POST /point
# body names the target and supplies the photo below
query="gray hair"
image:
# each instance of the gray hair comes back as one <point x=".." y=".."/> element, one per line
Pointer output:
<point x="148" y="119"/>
####
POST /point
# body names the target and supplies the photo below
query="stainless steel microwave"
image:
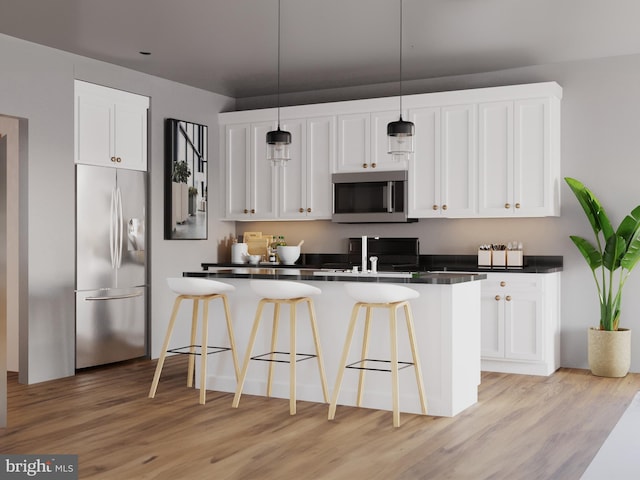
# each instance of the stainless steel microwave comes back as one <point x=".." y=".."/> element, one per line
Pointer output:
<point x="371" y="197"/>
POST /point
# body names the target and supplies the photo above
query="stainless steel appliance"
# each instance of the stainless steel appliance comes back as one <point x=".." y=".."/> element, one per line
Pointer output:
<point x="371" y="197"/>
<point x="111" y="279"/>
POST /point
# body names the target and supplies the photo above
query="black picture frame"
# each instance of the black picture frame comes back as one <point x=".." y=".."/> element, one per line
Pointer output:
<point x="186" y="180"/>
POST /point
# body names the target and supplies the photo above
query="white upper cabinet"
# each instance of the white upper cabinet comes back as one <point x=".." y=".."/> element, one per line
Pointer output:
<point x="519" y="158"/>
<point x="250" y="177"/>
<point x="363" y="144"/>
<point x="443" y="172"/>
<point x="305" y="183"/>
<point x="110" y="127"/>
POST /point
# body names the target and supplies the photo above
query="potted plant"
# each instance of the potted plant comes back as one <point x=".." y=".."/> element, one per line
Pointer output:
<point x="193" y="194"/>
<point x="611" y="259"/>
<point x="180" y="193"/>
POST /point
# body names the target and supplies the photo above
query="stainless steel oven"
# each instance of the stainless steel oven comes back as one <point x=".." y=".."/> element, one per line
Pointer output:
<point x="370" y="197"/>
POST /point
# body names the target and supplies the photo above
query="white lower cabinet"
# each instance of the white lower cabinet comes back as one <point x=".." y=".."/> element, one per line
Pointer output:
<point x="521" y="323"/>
####
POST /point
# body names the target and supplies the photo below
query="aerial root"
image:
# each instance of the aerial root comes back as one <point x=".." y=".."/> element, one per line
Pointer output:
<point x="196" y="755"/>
####
▶ _Work item_:
I need each line from the listing where the word "gray" occurs.

▶ _Response to the exercise_:
query="gray hair"
# each instance of the gray hair comes back as one <point x=".." y=".."/> element, one per line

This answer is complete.